* WHAT TO DO: Copy exactly, and copy only, the lines from the one bearing "# point at: woman's wrist (one per instance)" through the final line of the records.

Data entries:
......

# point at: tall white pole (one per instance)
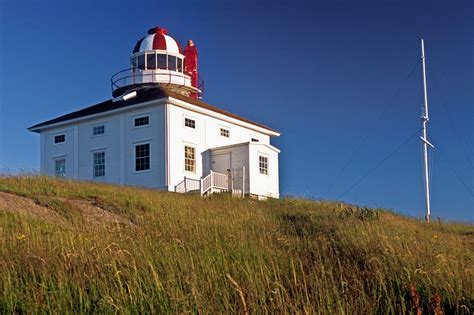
(425, 142)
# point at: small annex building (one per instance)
(157, 132)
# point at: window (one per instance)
(60, 167)
(134, 63)
(60, 138)
(171, 62)
(141, 62)
(191, 123)
(142, 157)
(161, 61)
(189, 159)
(263, 164)
(225, 132)
(98, 164)
(151, 61)
(142, 121)
(98, 130)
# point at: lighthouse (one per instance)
(158, 60)
(157, 132)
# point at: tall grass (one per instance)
(181, 253)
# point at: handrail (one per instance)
(188, 185)
(134, 73)
(211, 181)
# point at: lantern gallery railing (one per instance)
(134, 76)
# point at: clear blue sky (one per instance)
(321, 72)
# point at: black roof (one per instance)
(143, 95)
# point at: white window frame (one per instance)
(93, 163)
(267, 162)
(141, 116)
(57, 135)
(190, 118)
(221, 128)
(56, 159)
(96, 126)
(190, 145)
(135, 144)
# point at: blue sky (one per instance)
(321, 72)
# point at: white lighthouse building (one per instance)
(157, 132)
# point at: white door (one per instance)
(221, 163)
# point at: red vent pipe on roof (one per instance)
(190, 65)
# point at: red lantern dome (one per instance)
(157, 39)
(158, 60)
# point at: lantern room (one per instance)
(158, 60)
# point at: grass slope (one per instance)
(173, 253)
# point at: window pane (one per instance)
(142, 157)
(141, 62)
(99, 164)
(59, 138)
(191, 123)
(134, 62)
(98, 130)
(171, 62)
(161, 61)
(151, 61)
(180, 65)
(263, 165)
(225, 132)
(142, 121)
(60, 168)
(189, 159)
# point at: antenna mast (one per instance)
(424, 141)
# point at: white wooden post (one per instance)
(243, 181)
(231, 178)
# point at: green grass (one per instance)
(183, 253)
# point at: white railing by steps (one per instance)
(213, 181)
(233, 182)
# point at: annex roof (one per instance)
(143, 95)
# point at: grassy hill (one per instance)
(80, 247)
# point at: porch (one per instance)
(233, 181)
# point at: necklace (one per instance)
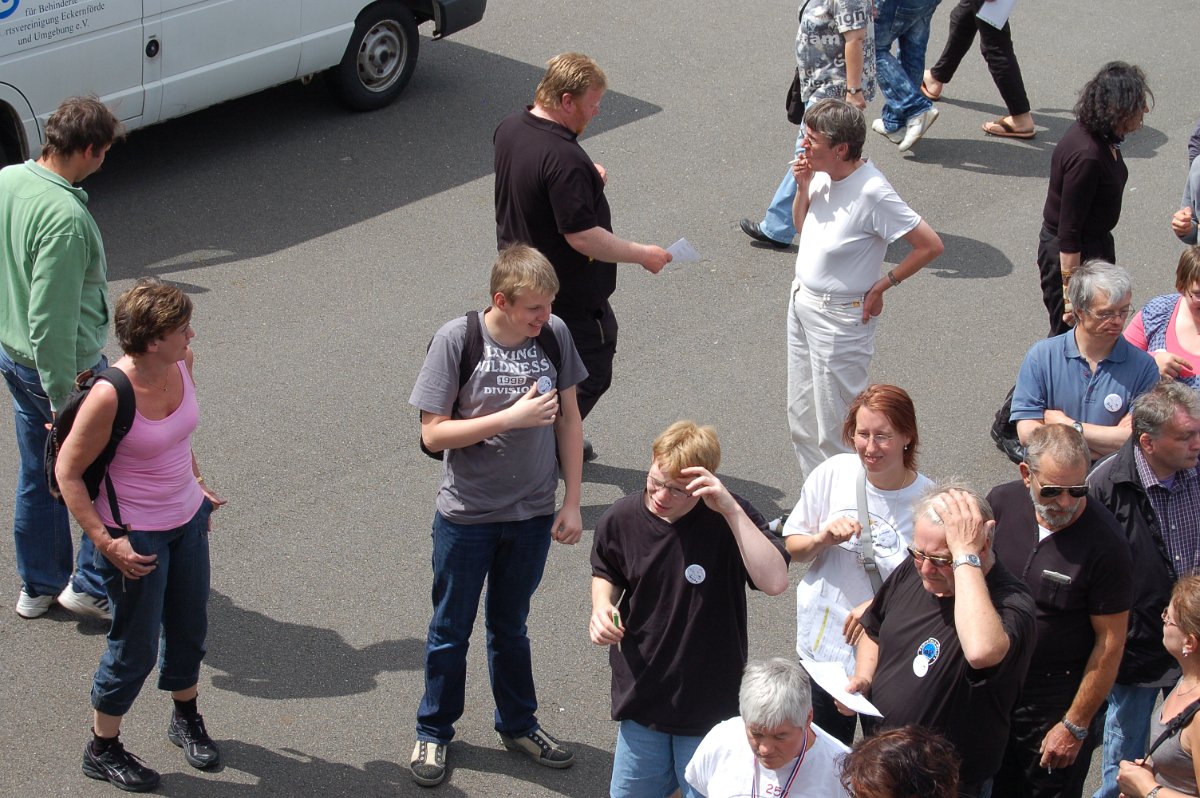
(796, 768)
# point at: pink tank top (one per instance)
(151, 471)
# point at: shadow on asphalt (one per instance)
(271, 171)
(246, 646)
(631, 480)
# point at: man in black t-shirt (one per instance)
(670, 568)
(550, 195)
(1072, 556)
(949, 635)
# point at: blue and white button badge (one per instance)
(927, 654)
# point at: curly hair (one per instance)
(1117, 94)
(907, 762)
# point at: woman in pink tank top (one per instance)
(156, 561)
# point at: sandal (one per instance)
(1000, 129)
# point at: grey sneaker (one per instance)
(83, 604)
(29, 606)
(916, 127)
(429, 763)
(895, 136)
(541, 748)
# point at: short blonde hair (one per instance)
(521, 269)
(685, 444)
(571, 73)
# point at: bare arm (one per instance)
(767, 568)
(853, 49)
(927, 245)
(1060, 747)
(569, 433)
(533, 409)
(601, 245)
(601, 628)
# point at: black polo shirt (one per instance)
(1091, 553)
(547, 186)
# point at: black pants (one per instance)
(997, 51)
(595, 339)
(1051, 271)
(1035, 714)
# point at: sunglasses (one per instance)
(921, 557)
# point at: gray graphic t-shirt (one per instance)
(821, 49)
(511, 477)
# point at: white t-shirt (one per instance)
(837, 581)
(847, 231)
(724, 767)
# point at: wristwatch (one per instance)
(1078, 732)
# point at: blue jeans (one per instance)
(1126, 732)
(510, 556)
(41, 527)
(778, 223)
(651, 765)
(172, 600)
(905, 22)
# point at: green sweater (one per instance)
(54, 310)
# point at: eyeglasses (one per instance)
(880, 441)
(1054, 491)
(654, 485)
(1108, 316)
(921, 557)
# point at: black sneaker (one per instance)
(541, 748)
(429, 763)
(119, 768)
(189, 733)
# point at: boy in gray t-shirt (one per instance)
(505, 433)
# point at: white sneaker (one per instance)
(83, 604)
(29, 606)
(916, 127)
(895, 136)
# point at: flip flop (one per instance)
(1000, 129)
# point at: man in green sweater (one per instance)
(53, 324)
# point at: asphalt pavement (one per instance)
(323, 249)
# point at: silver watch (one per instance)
(966, 559)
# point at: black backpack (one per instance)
(473, 352)
(97, 472)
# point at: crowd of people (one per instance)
(1000, 639)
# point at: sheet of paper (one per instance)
(683, 252)
(833, 681)
(996, 12)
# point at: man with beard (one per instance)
(1072, 556)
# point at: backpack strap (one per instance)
(126, 407)
(1175, 725)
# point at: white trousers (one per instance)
(829, 351)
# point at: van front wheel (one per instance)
(378, 60)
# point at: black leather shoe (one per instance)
(119, 768)
(189, 733)
(755, 232)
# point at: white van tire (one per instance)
(378, 60)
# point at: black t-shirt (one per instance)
(1091, 552)
(547, 186)
(684, 611)
(971, 708)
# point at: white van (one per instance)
(153, 60)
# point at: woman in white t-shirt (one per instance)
(825, 531)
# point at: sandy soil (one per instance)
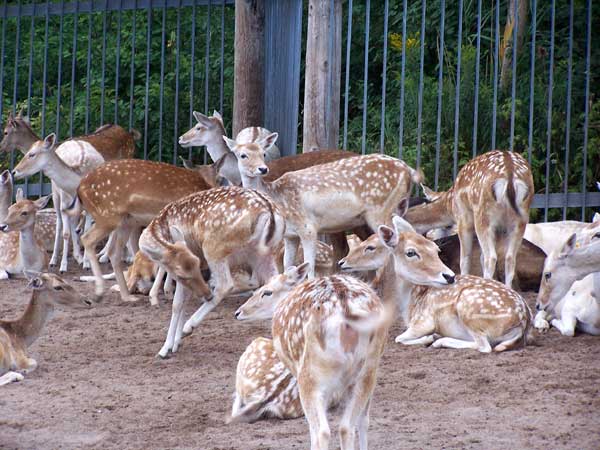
(99, 385)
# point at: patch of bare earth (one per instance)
(99, 385)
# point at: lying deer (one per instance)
(220, 225)
(490, 196)
(21, 218)
(16, 335)
(328, 198)
(264, 387)
(330, 333)
(468, 311)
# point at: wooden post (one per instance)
(322, 75)
(248, 84)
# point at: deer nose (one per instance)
(449, 278)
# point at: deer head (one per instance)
(22, 213)
(36, 158)
(263, 302)
(57, 290)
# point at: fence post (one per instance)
(322, 76)
(248, 84)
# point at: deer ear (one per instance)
(387, 236)
(401, 225)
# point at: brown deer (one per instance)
(16, 335)
(264, 387)
(330, 333)
(327, 198)
(220, 226)
(491, 197)
(124, 195)
(467, 311)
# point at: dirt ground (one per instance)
(99, 385)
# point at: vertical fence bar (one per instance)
(176, 113)
(384, 76)
(532, 78)
(87, 76)
(476, 93)
(402, 78)
(73, 67)
(162, 78)
(118, 60)
(366, 76)
(347, 81)
(132, 68)
(568, 118)
(586, 110)
(421, 74)
(457, 95)
(146, 99)
(549, 110)
(496, 64)
(59, 78)
(102, 78)
(514, 78)
(438, 129)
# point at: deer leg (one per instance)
(58, 229)
(176, 313)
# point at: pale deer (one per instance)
(17, 335)
(330, 333)
(328, 198)
(21, 218)
(218, 225)
(468, 311)
(490, 197)
(125, 195)
(264, 387)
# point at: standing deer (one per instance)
(329, 198)
(491, 197)
(220, 225)
(468, 311)
(330, 333)
(16, 335)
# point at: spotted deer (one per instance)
(125, 195)
(328, 198)
(491, 197)
(467, 311)
(219, 225)
(330, 333)
(17, 335)
(264, 387)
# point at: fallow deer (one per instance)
(124, 195)
(490, 196)
(21, 218)
(328, 198)
(264, 387)
(468, 311)
(219, 225)
(16, 335)
(330, 333)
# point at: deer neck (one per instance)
(29, 326)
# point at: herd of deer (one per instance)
(260, 234)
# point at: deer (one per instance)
(572, 269)
(490, 197)
(330, 333)
(125, 195)
(220, 226)
(21, 218)
(328, 198)
(48, 291)
(467, 311)
(264, 387)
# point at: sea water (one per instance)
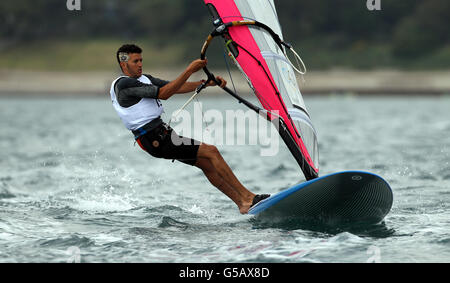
(74, 187)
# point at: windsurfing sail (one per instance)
(254, 40)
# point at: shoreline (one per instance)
(97, 83)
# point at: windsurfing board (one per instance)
(339, 198)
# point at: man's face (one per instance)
(133, 68)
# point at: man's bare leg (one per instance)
(220, 175)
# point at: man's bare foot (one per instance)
(245, 207)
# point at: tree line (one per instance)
(409, 27)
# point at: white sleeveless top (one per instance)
(140, 113)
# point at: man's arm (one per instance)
(179, 85)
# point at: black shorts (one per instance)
(164, 142)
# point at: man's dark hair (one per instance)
(128, 48)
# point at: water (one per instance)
(74, 187)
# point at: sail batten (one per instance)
(270, 73)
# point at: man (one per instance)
(136, 98)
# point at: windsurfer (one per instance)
(137, 99)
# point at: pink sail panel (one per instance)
(263, 84)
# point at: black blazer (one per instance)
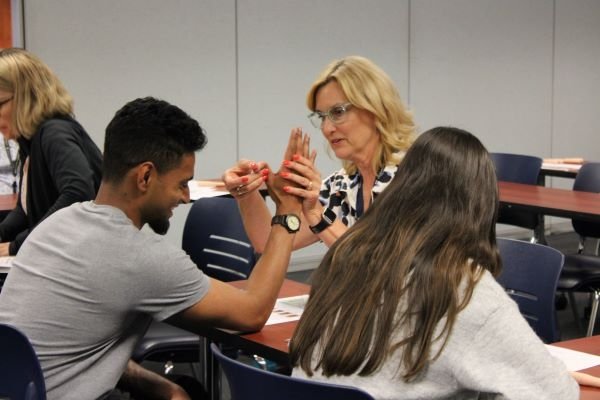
(65, 167)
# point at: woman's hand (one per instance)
(585, 379)
(245, 177)
(4, 249)
(299, 168)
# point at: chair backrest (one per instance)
(248, 383)
(517, 168)
(215, 239)
(20, 372)
(530, 274)
(587, 180)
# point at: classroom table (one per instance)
(564, 203)
(272, 341)
(590, 345)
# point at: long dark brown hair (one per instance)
(410, 263)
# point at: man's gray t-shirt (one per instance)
(84, 288)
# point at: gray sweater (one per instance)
(491, 353)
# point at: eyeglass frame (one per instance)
(3, 102)
(327, 114)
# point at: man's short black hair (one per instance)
(148, 129)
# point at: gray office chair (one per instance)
(529, 275)
(250, 383)
(525, 169)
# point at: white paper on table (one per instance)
(574, 360)
(5, 264)
(562, 166)
(201, 189)
(287, 309)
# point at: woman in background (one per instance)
(359, 111)
(405, 304)
(60, 164)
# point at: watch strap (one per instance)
(283, 221)
(327, 218)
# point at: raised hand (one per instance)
(303, 178)
(245, 177)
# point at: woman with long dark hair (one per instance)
(405, 304)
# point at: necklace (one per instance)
(14, 164)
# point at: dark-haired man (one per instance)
(88, 281)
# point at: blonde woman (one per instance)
(405, 304)
(60, 164)
(359, 111)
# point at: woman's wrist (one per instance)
(314, 217)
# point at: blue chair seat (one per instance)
(250, 383)
(20, 372)
(530, 274)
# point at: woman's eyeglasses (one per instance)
(336, 114)
(3, 102)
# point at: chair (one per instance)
(250, 383)
(20, 372)
(525, 169)
(530, 274)
(215, 239)
(581, 272)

......

* ANSWER SPACE:
# point at: woman's wrist (one per instance)
(314, 217)
# point at: blue chair seat (one per instance)
(250, 383)
(20, 372)
(530, 274)
# point at: woman's eyeglasses (one per instance)
(336, 114)
(3, 102)
# point at: chair (one per instance)
(250, 383)
(20, 372)
(525, 169)
(530, 274)
(215, 239)
(581, 272)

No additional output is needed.